Directions:
[A] Duplicate the text on pulp disease classification word for word, from "Soft tissue changes" up to and including "tooth as appropriate.".
[B] Pick up the text on pulp disease classification after its final sentence and carry it forward.

Excerpt to read:
▼▼▼

Classification of pulp disease

| October 8, 2011 | 0 Comments

Classification of pulp disease
There is an inconsistent correlation between clinical symptoms and histological findings in pulpal disease. Diagnoses are, therefore, usually based on patient symptoms and clinical findings. Pulpal disease may result in changes to both the soft and hard tissues.

Soft tissue changes

Reversible pulpitis

Reversible pulpitis is a transient condition that may be precipitated by caries, erosion, attrition, abrasion, operative procedures, scaling or mild trauma. The symptoms are usually:
• pain does not linger after the stimulus is removed
• pain is difficult to localise (as the pulp does not contain proprioceptive fibres)
• normal periradicular radiographic appearance
• teeth are not tender to percussion (unless occlusal trauma is present).
Treatment involves covering up exposed dentine, removing the stimulus or dressing the tooth as appropriate.

▲▲▲

Dataset:
▼▼▼

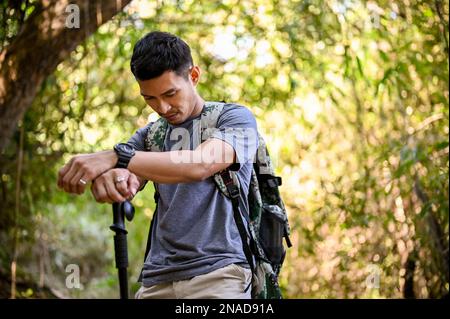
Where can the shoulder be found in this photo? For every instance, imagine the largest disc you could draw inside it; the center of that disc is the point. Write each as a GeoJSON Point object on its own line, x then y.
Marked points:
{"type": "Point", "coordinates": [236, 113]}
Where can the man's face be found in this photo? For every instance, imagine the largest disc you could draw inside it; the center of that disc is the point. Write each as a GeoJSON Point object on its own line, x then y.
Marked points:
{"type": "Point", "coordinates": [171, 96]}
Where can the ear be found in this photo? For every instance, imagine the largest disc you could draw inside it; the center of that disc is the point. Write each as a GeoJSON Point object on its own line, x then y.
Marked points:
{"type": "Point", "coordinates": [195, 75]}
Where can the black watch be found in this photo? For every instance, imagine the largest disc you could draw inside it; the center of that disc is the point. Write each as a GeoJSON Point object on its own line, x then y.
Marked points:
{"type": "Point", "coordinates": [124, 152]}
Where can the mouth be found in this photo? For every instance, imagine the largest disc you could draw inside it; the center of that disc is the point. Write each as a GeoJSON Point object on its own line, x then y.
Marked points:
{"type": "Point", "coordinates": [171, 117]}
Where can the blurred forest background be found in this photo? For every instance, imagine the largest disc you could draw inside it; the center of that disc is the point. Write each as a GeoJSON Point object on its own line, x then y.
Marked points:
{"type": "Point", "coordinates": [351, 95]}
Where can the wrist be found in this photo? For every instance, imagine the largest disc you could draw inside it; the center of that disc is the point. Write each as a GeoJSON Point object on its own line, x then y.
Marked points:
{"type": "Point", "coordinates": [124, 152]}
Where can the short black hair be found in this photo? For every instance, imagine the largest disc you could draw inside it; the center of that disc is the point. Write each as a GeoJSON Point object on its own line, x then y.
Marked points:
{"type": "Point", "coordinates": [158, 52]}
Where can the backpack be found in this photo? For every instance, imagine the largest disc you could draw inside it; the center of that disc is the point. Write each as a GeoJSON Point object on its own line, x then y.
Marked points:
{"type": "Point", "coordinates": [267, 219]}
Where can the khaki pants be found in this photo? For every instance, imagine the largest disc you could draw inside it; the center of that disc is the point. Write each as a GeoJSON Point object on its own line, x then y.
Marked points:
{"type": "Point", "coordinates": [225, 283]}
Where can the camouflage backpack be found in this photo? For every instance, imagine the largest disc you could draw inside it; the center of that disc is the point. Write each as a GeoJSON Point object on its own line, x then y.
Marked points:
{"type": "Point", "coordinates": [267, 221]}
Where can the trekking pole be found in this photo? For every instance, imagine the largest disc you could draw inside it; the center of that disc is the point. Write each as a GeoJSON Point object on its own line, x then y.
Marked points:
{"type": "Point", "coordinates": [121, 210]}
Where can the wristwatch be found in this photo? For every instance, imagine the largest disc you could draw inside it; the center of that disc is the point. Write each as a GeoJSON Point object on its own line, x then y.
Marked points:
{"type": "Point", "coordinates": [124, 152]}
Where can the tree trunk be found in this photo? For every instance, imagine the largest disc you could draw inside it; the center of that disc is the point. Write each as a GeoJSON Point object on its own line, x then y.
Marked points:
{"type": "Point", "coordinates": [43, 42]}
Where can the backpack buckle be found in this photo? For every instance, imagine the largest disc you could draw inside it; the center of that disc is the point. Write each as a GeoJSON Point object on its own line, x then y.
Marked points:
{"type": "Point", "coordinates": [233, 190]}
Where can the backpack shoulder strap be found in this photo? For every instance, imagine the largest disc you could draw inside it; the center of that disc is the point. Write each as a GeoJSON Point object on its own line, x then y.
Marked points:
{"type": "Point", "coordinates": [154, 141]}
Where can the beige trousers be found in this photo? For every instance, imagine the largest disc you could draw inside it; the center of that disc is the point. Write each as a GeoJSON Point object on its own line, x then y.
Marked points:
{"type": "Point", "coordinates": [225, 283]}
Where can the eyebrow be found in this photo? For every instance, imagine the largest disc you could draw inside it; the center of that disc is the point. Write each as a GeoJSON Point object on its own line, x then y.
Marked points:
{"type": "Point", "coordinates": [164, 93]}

▲▲▲
▼▼▼

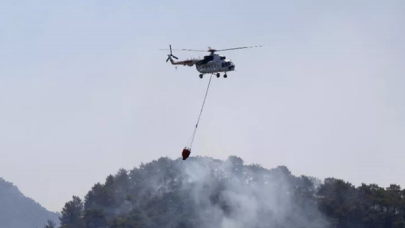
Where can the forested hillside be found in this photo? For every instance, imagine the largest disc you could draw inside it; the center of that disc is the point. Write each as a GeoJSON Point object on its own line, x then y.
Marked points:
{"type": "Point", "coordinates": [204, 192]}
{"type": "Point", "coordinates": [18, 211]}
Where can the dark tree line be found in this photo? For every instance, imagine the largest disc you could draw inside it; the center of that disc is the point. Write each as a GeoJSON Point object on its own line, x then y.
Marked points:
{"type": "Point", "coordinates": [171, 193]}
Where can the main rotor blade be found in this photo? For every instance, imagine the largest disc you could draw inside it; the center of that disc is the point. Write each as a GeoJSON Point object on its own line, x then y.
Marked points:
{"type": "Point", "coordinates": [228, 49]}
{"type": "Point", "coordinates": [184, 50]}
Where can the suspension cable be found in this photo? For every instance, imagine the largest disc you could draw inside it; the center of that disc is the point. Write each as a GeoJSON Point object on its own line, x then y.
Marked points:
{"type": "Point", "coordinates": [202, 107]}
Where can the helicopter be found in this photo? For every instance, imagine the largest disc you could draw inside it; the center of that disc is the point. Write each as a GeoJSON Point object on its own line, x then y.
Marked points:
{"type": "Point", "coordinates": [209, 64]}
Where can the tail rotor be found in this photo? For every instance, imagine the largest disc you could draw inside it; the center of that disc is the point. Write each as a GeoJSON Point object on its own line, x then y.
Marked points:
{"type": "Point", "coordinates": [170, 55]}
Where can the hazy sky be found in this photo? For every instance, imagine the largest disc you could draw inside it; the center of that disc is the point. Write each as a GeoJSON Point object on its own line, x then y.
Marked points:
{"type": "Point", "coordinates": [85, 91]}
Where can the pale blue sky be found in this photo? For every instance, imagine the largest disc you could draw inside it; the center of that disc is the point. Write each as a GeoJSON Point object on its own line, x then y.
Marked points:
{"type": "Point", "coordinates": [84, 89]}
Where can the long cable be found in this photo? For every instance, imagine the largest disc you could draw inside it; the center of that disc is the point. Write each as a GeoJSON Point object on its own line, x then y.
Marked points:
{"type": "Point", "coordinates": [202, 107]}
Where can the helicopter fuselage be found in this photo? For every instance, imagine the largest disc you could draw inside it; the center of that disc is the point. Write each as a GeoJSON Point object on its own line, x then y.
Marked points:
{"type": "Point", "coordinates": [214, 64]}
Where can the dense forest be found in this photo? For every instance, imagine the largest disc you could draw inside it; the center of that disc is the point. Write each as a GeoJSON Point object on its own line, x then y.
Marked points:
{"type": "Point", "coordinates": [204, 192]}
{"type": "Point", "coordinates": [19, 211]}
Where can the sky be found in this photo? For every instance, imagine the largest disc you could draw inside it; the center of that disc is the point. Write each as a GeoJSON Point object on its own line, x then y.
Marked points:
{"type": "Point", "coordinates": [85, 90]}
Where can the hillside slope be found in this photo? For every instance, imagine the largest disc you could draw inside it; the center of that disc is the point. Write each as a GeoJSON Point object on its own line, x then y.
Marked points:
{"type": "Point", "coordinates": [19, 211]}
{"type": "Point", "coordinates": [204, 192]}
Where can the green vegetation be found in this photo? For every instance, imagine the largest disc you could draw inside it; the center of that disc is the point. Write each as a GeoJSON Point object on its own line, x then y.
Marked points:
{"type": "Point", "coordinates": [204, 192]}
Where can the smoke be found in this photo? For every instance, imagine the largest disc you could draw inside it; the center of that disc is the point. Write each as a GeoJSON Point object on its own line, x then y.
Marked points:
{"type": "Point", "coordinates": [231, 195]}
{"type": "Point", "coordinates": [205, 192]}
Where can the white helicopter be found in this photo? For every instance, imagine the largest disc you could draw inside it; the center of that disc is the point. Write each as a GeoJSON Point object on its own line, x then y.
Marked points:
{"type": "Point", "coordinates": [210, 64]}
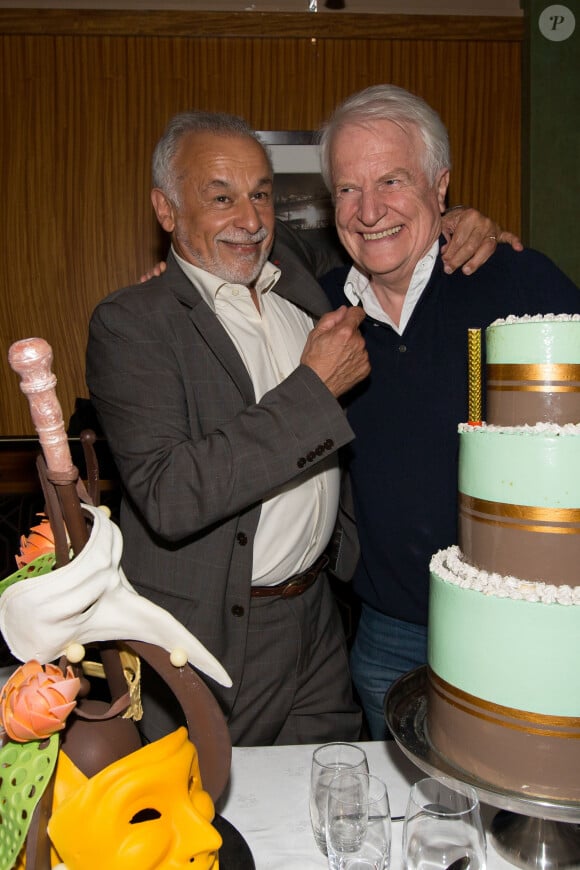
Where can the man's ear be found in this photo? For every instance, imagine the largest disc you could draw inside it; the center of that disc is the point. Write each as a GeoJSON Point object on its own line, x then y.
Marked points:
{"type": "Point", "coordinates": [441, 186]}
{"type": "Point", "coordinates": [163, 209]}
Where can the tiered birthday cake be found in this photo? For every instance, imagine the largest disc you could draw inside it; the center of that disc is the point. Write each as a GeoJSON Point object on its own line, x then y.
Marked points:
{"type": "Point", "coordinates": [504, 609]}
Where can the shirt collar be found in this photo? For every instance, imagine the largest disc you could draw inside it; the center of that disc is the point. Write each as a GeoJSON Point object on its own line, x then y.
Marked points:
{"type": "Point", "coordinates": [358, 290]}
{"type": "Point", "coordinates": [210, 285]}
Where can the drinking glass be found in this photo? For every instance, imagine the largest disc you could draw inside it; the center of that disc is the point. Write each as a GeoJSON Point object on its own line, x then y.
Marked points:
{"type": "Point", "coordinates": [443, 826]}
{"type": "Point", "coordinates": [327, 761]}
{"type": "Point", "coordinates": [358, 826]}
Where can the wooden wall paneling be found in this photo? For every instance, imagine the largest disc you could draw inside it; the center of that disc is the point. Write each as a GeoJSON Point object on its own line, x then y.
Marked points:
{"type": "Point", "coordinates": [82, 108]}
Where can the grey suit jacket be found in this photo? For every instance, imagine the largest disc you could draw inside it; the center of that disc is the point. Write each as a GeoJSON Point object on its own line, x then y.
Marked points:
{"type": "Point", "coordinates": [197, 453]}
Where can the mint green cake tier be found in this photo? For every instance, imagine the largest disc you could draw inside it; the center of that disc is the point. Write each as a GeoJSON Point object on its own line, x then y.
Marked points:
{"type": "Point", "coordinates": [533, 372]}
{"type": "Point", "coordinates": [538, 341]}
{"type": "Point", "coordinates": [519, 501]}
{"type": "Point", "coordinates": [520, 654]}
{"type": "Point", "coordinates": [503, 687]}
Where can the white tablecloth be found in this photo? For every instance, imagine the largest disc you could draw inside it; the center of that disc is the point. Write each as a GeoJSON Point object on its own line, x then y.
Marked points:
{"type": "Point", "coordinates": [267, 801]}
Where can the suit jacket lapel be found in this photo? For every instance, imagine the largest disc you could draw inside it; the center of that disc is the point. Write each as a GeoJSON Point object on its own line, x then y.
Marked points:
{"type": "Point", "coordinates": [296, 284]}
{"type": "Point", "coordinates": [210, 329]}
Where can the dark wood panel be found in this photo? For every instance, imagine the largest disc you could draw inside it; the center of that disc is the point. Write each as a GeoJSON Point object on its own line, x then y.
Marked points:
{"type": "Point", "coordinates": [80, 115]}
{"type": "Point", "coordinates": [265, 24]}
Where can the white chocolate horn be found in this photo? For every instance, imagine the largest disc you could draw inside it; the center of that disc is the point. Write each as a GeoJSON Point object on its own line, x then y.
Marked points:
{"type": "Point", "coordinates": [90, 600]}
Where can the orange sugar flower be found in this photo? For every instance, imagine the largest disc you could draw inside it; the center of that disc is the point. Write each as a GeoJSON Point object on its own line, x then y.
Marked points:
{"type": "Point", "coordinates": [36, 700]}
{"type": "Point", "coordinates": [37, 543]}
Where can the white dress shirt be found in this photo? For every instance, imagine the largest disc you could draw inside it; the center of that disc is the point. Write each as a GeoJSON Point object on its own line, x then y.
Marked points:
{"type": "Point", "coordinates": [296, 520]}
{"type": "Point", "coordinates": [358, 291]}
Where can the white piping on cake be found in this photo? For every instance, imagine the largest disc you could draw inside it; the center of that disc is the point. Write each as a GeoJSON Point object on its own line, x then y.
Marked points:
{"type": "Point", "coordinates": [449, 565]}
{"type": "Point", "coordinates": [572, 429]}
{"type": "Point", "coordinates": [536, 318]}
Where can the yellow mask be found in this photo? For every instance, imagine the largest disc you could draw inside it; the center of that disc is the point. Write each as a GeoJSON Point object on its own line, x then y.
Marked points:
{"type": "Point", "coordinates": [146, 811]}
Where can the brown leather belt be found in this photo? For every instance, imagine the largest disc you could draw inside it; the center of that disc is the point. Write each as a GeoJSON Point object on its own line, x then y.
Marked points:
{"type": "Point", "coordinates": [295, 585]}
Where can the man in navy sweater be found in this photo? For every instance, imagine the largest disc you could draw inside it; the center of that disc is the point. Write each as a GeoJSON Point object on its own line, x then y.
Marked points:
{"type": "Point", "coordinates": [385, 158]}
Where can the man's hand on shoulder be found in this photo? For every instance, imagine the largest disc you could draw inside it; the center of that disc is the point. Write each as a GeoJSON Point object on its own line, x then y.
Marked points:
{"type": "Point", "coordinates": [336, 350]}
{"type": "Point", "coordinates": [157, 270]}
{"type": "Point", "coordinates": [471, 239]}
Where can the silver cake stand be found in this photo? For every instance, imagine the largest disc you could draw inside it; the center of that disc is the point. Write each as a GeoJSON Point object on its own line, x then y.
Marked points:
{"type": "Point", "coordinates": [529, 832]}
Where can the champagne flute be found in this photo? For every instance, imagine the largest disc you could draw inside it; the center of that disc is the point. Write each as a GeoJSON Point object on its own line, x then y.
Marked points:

▲▲▲
▼▼▼

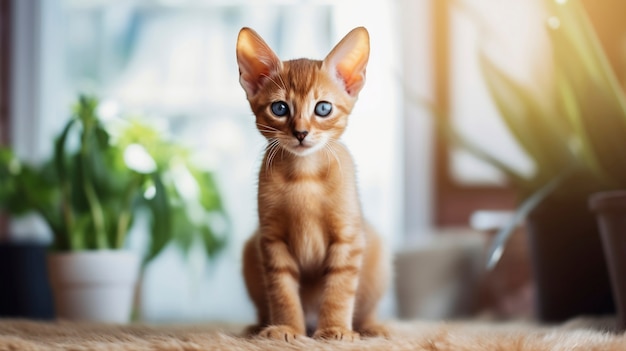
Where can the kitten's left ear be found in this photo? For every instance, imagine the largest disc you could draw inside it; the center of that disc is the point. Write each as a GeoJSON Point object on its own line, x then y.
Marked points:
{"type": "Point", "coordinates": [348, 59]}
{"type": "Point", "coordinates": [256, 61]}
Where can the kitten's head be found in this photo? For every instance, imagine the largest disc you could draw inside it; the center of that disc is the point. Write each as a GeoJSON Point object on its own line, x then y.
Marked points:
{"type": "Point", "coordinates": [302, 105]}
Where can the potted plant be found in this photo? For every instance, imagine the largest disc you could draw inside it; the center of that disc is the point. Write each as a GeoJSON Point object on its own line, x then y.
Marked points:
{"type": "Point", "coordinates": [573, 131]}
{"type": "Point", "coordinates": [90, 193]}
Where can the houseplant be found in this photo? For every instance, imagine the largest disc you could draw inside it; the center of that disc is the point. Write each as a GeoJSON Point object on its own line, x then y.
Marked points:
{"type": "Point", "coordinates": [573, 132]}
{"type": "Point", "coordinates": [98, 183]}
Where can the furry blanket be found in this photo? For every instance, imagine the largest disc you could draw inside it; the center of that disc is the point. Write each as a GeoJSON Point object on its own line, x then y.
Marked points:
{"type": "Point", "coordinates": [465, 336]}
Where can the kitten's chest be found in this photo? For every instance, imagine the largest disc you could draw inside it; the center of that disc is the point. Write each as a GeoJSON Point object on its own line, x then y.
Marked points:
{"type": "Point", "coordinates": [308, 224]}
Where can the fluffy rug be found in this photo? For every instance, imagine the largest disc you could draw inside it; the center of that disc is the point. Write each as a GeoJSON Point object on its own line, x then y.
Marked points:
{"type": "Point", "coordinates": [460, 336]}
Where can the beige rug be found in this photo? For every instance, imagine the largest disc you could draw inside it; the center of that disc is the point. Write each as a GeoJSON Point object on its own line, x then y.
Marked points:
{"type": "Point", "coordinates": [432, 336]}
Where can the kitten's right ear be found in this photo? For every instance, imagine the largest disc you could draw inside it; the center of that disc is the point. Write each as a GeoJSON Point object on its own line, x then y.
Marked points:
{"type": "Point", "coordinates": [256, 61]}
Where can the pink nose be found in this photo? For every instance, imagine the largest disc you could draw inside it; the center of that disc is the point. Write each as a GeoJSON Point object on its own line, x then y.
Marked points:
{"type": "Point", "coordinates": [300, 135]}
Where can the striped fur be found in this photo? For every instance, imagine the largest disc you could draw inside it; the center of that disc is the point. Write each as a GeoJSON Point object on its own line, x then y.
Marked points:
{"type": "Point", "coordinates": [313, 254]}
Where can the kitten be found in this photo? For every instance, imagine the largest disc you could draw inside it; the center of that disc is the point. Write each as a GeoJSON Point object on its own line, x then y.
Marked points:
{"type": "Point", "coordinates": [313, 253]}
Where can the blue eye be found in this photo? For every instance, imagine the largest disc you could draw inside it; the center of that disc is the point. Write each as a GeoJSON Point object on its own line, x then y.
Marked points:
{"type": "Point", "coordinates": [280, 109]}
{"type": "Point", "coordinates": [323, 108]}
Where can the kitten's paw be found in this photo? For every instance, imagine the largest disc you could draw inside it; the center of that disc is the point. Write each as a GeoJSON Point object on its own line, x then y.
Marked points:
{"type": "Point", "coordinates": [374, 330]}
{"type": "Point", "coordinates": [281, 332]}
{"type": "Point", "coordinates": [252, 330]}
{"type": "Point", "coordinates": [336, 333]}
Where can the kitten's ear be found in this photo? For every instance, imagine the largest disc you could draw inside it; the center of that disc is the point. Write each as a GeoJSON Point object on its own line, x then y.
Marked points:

▲▲▲

Written answers:
[A]
Soft tissue changes

Reversible pulpitis

Reversible pulpitis is a transient condition that may be precipitated by caries, erosion, attrition, abrasion, operative procedures, scaling or mild trauma. The symptoms are usually:
• pain does not linger after the stimulus is removed
• pain is difficult to localise (as the pulp does not contain proprioceptive fibres)
• normal periradicular radiographic appearance
• teeth are not tender to percussion (unless occlusal trauma is present).
Treatment involves covering up exposed dentine, removing the stimulus or dressing the tooth as appropriate.

[B]
Reversible pulpitis may progress to an irreversible situation.

Irreversible pulpitis

Irreversible pulpitis usually occurs as a result of more severe insults of the type listed above; typically, it may develop as a progression from a reversible state. The symptoms are, however, different:
• pain may develop spontaneously or from stimuli
• in the latter stages heat may be more significant
• response lasts from minutes to hours
• when the periodontal ligament becomes involved, the pain will be localised
• a widened periodontal ligament may be seen radiographically in the later stages.
Treatment involves either root canal therapy or extractionof the tooth.

Hyperplastic pulpitis

Hyperplastic pulpitis is a form of irreversible pulpitis and is also known as a pulp polyp. It occurs as a result of proliferation of chronically inflamed young pulp tissue. Treatment involves root canal therapy or extraction.

Pulp necrosis

Pulp necrosis occurs as the end result of irreversible pulpitis; treatment involves root canal therapy or extraction.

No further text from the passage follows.